▸ **Required work**
Rescale the entries starting at the line containing "Could you please locate the cluster" and ending at the last line of the entries by rewriting every line in that span, with each answer coordinate multiplied by 1.05 and rounded to a whole number, halves rounded up. Leave all other wording and numbers unchanged, and give only those lines.

--- start of Raw data ---

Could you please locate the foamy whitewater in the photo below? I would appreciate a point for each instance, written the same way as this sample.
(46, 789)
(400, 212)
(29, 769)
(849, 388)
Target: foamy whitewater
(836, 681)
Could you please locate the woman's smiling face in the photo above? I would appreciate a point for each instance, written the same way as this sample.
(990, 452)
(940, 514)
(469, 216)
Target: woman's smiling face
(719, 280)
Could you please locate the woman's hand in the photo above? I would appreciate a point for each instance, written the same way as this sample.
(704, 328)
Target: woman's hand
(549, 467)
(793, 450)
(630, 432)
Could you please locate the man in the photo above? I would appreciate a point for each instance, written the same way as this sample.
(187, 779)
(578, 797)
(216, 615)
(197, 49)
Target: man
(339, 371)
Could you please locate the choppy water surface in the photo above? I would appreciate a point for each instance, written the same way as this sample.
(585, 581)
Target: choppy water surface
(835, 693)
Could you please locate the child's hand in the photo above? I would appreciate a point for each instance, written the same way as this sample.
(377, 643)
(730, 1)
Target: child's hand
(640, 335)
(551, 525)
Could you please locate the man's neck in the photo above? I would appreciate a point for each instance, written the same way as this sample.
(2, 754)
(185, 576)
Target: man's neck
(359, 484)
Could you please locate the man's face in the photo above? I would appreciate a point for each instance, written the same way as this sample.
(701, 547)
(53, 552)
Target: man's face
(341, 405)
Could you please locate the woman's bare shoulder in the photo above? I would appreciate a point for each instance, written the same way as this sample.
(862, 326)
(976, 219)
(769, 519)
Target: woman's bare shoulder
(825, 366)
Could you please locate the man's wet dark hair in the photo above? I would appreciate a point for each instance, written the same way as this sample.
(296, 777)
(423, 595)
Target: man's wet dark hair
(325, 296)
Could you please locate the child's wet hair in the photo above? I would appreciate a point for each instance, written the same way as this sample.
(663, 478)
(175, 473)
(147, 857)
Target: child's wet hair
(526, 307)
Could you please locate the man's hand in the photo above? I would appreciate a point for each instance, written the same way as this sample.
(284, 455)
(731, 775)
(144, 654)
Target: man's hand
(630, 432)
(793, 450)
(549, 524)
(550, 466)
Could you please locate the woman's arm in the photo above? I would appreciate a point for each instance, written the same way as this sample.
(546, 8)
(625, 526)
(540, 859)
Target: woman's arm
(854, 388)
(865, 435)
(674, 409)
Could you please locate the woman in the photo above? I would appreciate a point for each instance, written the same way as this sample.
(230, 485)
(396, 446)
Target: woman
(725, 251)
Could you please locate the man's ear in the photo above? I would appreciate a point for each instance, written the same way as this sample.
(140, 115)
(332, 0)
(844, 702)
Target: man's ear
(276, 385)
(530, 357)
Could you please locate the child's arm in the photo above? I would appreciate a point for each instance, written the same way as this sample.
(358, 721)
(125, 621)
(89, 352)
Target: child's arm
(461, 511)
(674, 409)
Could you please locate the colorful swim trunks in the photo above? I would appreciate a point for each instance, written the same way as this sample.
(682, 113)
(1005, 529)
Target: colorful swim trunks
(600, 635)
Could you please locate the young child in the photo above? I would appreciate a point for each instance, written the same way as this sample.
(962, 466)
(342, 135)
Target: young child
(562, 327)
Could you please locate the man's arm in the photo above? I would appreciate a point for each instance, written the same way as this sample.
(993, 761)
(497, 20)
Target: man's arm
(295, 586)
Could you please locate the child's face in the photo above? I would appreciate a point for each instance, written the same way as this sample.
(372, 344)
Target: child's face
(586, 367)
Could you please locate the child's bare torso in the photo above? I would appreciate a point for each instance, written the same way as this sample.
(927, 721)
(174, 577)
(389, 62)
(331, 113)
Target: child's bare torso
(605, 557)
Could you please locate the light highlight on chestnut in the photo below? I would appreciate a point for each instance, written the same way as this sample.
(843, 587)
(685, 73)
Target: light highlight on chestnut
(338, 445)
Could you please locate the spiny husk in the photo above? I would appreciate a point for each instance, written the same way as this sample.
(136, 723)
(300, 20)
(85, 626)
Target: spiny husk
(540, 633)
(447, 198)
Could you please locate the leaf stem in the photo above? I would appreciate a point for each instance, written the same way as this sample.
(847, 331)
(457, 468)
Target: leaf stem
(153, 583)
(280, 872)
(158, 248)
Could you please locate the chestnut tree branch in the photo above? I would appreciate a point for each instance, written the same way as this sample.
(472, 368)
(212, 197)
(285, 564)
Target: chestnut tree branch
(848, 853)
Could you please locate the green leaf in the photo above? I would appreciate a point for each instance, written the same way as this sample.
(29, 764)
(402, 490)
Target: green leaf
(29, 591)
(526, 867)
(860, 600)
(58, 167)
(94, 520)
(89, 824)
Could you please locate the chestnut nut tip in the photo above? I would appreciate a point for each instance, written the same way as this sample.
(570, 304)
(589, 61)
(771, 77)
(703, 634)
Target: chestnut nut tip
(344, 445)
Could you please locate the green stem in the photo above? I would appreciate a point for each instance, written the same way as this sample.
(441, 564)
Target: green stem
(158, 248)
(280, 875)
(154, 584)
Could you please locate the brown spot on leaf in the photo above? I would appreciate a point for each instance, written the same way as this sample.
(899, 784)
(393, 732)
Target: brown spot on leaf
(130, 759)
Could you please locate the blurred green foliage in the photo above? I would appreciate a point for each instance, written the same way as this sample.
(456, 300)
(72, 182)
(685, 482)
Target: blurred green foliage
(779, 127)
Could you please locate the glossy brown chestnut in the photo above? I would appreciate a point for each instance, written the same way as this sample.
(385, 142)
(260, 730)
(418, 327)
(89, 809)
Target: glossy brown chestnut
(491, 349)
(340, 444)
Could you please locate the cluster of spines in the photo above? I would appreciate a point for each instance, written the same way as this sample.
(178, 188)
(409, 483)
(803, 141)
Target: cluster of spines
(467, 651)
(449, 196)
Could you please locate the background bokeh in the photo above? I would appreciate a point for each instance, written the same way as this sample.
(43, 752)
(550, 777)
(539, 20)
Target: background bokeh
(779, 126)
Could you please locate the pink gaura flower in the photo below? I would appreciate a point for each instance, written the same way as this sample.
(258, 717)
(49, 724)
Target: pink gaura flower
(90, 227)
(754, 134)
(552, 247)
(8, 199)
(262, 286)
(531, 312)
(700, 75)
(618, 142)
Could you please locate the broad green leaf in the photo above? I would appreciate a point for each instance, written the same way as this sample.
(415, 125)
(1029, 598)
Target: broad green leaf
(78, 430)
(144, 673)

--- end of Raw data ---

▸ **Solution for this exercise**
Could you please locate the cluster of spines in the photo above? I would appreciate a point for each instance, written the same way as this sample.
(178, 188)
(409, 483)
(803, 141)
Target: cluster of spines
(490, 684)
(471, 206)
Could you please locate the background bokeh in the photo above? I would appreciate a point for each instance, written the same way as this sample.
(43, 752)
(550, 777)
(539, 20)
Target: background bokeh
(818, 132)
Could you please locate the pink gaura flower in the photo below? I would appreciate a point for each instance, written the same way as this sample.
(258, 717)
(49, 724)
Target: pink gaura flower
(95, 238)
(792, 141)
(580, 259)
(8, 209)
(275, 300)
(558, 328)
(735, 79)
(649, 149)
Could you please locate the broad green leaf in the photo above? I would appreciate a point for each instance, written the same way as this sample.
(415, 125)
(1029, 598)
Target: broad green leaf
(82, 452)
(151, 707)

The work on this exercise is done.